- _PAGE EXCERPT_:

○ ○ ○ ○ ○ ○ ○

System Complexity - The Engineer's Nightmare

The more time you spend in Software Engineering, the fewer you will be concerned about which programming language or fancy framework will be used. Another factor plays a big role in how a project develops over time and how much fun it is to work on it: System Complexity.

System Complexity - The Engineer's Nightmare
Photo by Kristin Snippe / Unsplash

A few years ago I read a book called "A Philosophy of Software Design" by John Ousterhout. It is a thin but very dense book. I made lots of notes and then forgot about it. However, without remembering properly, I stumbled upon many concepts mentioned in this text again and again.

"A Philosophy of Software Design" focuses on the complexity in a system from the perspective of code. What I think though is, that its points can be applied to the complexity of overall system architectures as well.

Recently, I stumbled upon a PhD thesis called "System Design and the Cost of Architectural Complexity". It underlines my gut feeling that system complexity most likely is very costly for a software project.

With the rise and sometimes overuse of microservices - as if it would be the only way to write software - I stumble upon complex systems again and again. This can be due to the actual code which is complex. Though, the more I focus on system design and "the system" as a whole I see complexity in system architectures as well.

Let's first have a look at how complexity is defined in the context of a software system.

What is complexity?

"Anything related to the structure of a software system that makes it hard to understand and modify the system" [1]

Others have been even more concrete. On the one hand, there is "program complexity" [2] which is related to control, size, modularity, information content and data structures. On the other hand, there is "psychological complexity" [3] which is related to problem comprehension, translation and system design. Additionally, it is "a measure of the resources expended by another system while interacting with a piece of software. If the interacting system is people, the measures are concerned with human efforts to comprehend, to maintain, to change, to test, etc., that software." [4]

We can also distinguish complexity by the scope that we apply. We can look at the complexity of the source code (e.g., size of and number of branches in classes or functions), which I will call code complexity going forward. We can also look at the system as a whole (e.g., interfaces between modules or services), which I will call architectural complexity.

What do we perceive as complex and what not when we work on a system? In my experience, this doesn't necessarily depend on the size of the system. A big system can be easy to work on and not perceived as complex whereas a small system with complex parts is usually perceived as so.

○ ○ ○ ○ ○ ○ ○

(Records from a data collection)
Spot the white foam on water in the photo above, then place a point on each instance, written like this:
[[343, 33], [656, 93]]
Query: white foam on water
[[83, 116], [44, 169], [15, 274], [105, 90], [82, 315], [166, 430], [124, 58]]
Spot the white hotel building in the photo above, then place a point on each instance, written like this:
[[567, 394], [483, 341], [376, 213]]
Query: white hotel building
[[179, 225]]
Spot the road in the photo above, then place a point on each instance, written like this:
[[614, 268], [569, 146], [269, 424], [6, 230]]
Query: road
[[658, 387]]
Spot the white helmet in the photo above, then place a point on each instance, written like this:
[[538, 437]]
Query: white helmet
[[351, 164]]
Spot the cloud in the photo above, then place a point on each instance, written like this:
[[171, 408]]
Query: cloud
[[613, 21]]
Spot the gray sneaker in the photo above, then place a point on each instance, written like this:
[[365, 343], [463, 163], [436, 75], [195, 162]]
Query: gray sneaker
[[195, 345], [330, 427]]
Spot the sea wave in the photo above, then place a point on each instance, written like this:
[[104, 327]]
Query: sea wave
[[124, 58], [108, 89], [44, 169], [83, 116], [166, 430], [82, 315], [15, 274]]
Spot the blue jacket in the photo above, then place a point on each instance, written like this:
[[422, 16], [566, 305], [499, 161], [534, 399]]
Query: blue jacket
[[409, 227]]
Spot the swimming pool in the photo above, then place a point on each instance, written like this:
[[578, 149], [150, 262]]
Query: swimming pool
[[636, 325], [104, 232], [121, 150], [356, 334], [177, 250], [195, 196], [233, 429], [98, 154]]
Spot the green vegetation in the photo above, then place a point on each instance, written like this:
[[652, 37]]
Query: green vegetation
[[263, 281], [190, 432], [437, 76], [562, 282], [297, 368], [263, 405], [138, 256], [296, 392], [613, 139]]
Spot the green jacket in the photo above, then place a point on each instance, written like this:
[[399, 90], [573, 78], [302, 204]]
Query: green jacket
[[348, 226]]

○ ○ ○ ○ ○ ○ ○

- _WHAT YOU WILL DO_:
1 > In the system complexity article, what is the title of the PhD thesis the writer recently came across?
2 > Translate this sentence from the system complexity article into Spanish: "It is a thin but very dense book."
3 > Proceed with the system complexity article, continuing its discussion after the final paragraph shown.
This data comes from a separate source and is unrelated to the system complexity article.

- _RESPONSES PER TASK_:
1 > "System Design and the Cost of Architectural Complexity"

2 > Es un libro delgado pero muy denso.

3 >
When it comes to the results of having overly complex systems, Sturtevant conveys the following:

Complexity in a design always has the potential to be problematic. Even when it remains manageable, it causes project delays, defects and other forms of waste. When we lose control of complexity, project failures can sink firms and accidents can cause property destruction and loss of life. [5]

Over time, the software engineering community identified that growing systems need a separate role that manages complexity. Smaller systems can be digested by single individuals even when they write it. At some point, when hundreds of developers work on those systems, they cannot be understood solely by the people who write it. Software developers need to focus on the details a lot. It becomes increasingly difficult to keep an eye on the system as a whole. That's why the role of the Software Architect exists.

A major goal of the Software Architect is to manage complexity:

[She manages the] structural complexity in a design so as to keep the dynamic and emergent complexity of a system in operation well understood and controlled. This is because accidents are often caused by unanticipated interactions between parts. [...] These types of failures are pernicious because they result from the structure of the system as a whole that results in insufficiently constrained behavior. When emergent properties of the system as a whole are unanticipated, they often cause emergencies.

Conclusion

In my experience code is read more often than written. Code is also extended more often than re-written. The same applies to a system architecture. The closer code comes to production, the harder it becomes to make changes. Once code is in production and your system is set up to accept requests of users that pay your bills and salary, it is much harder and expensive to change direction.

Having a look at system complexity is always worth it if you are in the game for the long-run. Working on a complex system that is not complex because of the domain but because of how it has been set up, will make generations of developers unhappy and frustrated. It can even be a reason why your engineers do not want to stay for longer.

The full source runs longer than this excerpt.